**WRITTEN TASK**
Edit the records so that every occurrence of "one point per instance" becomes "a single point for each instance", keeping everything else unchanged, and leave the pictures out of your answer.

[Begin]

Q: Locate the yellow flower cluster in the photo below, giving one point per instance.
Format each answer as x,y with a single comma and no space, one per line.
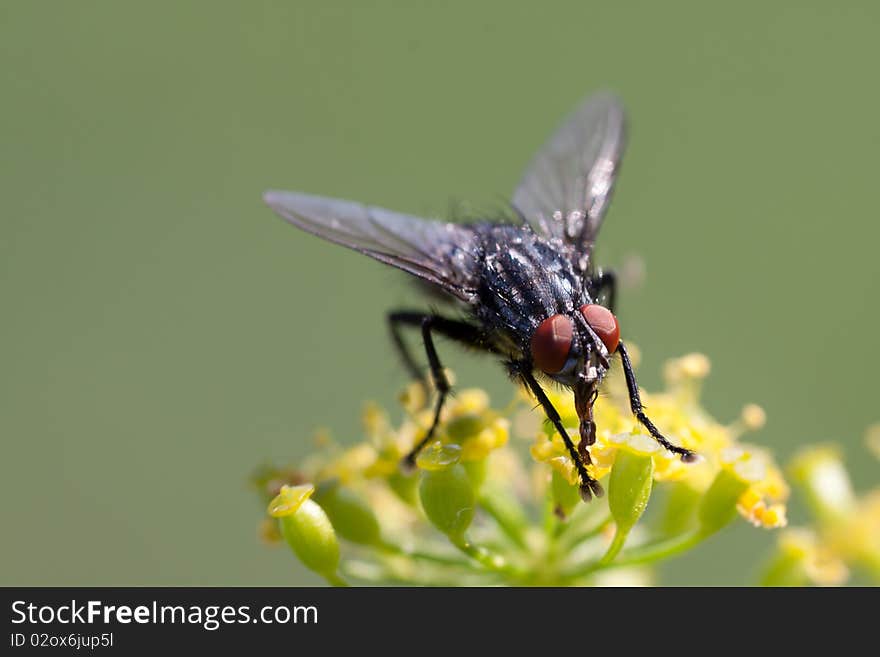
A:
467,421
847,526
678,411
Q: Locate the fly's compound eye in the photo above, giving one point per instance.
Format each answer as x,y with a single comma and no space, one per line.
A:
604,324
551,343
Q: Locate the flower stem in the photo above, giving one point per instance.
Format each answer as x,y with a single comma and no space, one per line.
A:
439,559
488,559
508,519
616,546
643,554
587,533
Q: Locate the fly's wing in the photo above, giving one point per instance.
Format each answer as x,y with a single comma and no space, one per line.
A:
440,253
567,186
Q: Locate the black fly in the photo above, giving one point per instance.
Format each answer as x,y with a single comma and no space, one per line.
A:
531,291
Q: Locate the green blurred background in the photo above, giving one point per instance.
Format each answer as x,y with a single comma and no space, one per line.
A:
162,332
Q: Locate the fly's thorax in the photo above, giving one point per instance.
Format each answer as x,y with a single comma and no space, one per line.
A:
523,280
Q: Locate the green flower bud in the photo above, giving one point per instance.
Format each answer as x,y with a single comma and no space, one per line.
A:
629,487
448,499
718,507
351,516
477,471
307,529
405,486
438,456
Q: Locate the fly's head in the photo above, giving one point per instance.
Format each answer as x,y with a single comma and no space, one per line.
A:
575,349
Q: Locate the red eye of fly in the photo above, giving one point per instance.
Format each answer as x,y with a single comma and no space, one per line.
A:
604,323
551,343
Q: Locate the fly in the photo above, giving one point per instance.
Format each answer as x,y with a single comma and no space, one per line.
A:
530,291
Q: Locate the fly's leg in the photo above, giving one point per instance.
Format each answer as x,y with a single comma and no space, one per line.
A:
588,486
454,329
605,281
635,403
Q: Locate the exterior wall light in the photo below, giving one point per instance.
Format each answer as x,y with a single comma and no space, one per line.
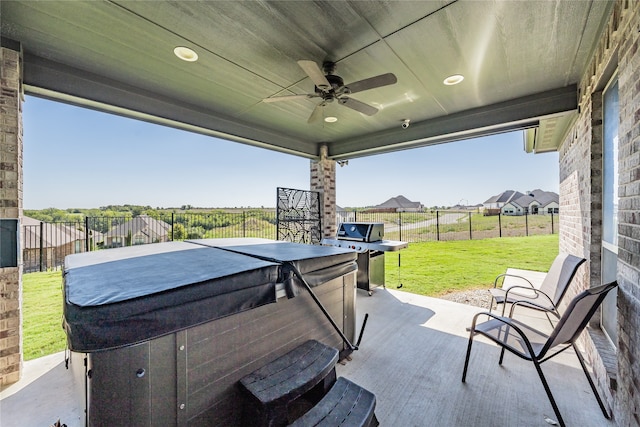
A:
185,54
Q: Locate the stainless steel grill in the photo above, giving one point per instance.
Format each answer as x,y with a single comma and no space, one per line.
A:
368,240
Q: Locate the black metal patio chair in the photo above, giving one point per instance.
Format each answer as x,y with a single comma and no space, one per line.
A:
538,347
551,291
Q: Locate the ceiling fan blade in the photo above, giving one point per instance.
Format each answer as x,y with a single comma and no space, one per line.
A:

[End]

**RESULT OF THE TASK**
Q: Locate the yellow flower cluster in the photo below, giving a single point for each instance.
Format each answer as x,y with a single comma and no space, one per line.
A:
467,421
847,526
678,411
Q: Locate the fly's compound eye in the photo above, giving a single point for each instance.
Format each answer as x,y with a single comma and no space, one per line.
A:
604,324
551,343
Q: Locate the flower stem in the photo above, giving a single point for each instance.
Format each answer as x,y with a single comma and no space, one per line.
A:
439,559
488,559
508,519
616,546
643,554
587,533
Q: Locate the fly's wing in the photo above, giving a single point for each instance.
Format each answer as x,y with a single comma and no space, one per line.
A:
440,253
567,186
Q: Locate the black fly in the photo above, giving a single point for each instance.
Format each answer as x,y with a single comma and no space, one per line.
A:
531,291
Q: Locate the green blurred background in the photo above, giving a single point for each instance.
Format each answer as x,y with a single comma and no space, one per line.
A:
162,332
Q: Locate the fly's thorax in the photo above, giving a single point for each instance.
Format each answer as x,y with a single comma and no space, one per line.
A:
523,280
Q: Locate the green flower bud in the photo above, giving a single point for each instance.
Format each answer as x,y with a single comma and no space, one per line.
A:
629,487
448,499
718,507
351,516
477,471
307,529
405,486
438,456
Q: Locate the fly's head in the photo above, giving a single point for each instance.
Format each answer as x,y with a single comma and no space, one per line.
A:
575,349
Q: Locate the red eye of fly in the photo above, giving a single point for each instance.
Format each answer as x,y with a single comma and no space, one per line.
A:
604,323
551,343
Q: Locate the fly in the photo above, giving a single point for each instance.
Format each answer as x,y with a single comma and no space, one per line.
A:
530,291
Q: Locate the fly's leg in the photo above, giving a single point for each instance.
Format each answer as x,y with a single comma and no space, one per line.
A:
588,486
454,329
605,281
635,403
Q: Locate the exterior wall light in the photo below, giving a single point for each instance.
Format each answer as x,y with a single comma and no space, one per line.
A:
185,54
Q: Locate the stainless steel grill in the photo above, giving a single point for each instance.
Format each answer as x,y with a single comma and no space, one per line.
A:
368,240
Q: Locate the black metal patio chair in the photo above, giving a single point for each instance.
Format each answer as x,y with a single comma and no space, one per line.
A:
538,347
551,291
Q: Locate the ceiling fan blade in the photo above, giving a single point for each instance.
Format each answer as x,y with a single comma and no space, one per line.
A:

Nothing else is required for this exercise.